● **Directions**
Reproduce the lines starting with the line that contains "query: bare tree" and going on through the line that contains "112 L 7 113", switching "bare tree" to "leafless tree" and leaving everything else unchanged.

Stored items
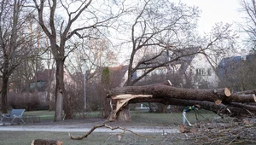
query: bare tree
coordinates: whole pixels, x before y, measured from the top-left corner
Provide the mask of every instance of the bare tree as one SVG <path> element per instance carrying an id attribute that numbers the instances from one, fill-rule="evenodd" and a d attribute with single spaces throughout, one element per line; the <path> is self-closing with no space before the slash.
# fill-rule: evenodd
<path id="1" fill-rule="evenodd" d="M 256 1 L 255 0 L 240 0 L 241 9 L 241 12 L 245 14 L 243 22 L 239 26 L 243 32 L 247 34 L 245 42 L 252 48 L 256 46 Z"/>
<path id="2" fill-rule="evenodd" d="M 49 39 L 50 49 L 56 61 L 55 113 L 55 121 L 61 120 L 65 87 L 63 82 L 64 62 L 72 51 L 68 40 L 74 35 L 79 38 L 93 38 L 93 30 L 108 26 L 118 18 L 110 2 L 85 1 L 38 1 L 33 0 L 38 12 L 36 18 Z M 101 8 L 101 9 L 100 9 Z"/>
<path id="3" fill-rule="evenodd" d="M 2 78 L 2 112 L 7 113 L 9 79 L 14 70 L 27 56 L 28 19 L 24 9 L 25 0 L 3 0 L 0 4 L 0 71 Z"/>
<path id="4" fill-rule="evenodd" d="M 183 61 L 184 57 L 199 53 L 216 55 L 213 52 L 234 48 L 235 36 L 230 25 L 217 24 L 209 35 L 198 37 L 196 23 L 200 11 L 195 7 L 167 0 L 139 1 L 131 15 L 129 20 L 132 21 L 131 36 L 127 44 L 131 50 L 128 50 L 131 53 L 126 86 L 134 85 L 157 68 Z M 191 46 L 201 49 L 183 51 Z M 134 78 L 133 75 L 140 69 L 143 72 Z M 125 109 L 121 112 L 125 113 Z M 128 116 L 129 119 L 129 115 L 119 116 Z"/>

...

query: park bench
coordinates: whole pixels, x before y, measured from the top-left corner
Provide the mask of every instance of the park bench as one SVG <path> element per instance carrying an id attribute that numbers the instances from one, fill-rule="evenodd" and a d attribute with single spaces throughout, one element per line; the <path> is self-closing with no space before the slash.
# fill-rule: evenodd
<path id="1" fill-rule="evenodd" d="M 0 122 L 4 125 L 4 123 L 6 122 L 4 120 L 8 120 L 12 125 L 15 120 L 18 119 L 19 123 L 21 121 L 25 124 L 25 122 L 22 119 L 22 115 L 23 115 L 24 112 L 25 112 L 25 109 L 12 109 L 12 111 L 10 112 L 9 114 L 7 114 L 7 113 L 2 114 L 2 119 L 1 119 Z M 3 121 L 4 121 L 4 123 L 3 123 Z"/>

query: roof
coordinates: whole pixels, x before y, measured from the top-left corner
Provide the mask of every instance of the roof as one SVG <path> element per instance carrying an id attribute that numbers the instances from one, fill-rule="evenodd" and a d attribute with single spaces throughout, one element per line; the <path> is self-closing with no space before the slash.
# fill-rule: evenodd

● **Final answer**
query: leafless tree
coordinates: whole pixels, x before y, measured from the top-left corner
Provide the mask of every instance of the leafless tree as one SVG <path> element per instance carrying an id attribute that numbers the instances from one, fill-rule="evenodd" and a d attribute with single spaces throughout, one element per line; the <path> is self-closing with no space before the slash.
# fill-rule: evenodd
<path id="1" fill-rule="evenodd" d="M 256 1 L 255 0 L 240 0 L 241 9 L 241 12 L 245 14 L 243 22 L 239 26 L 243 32 L 247 34 L 245 42 L 252 48 L 256 46 Z"/>
<path id="2" fill-rule="evenodd" d="M 49 39 L 50 49 L 56 61 L 55 113 L 55 121 L 61 120 L 65 87 L 63 82 L 64 62 L 72 51 L 68 40 L 74 35 L 79 38 L 93 38 L 93 30 L 108 26 L 118 18 L 110 2 L 85 1 L 38 1 L 33 0 L 38 12 L 36 18 Z M 101 8 L 101 9 L 100 9 Z"/>
<path id="3" fill-rule="evenodd" d="M 2 78 L 2 112 L 7 113 L 9 79 L 14 70 L 27 56 L 28 19 L 24 9 L 25 0 L 3 0 L 0 4 L 0 71 Z"/>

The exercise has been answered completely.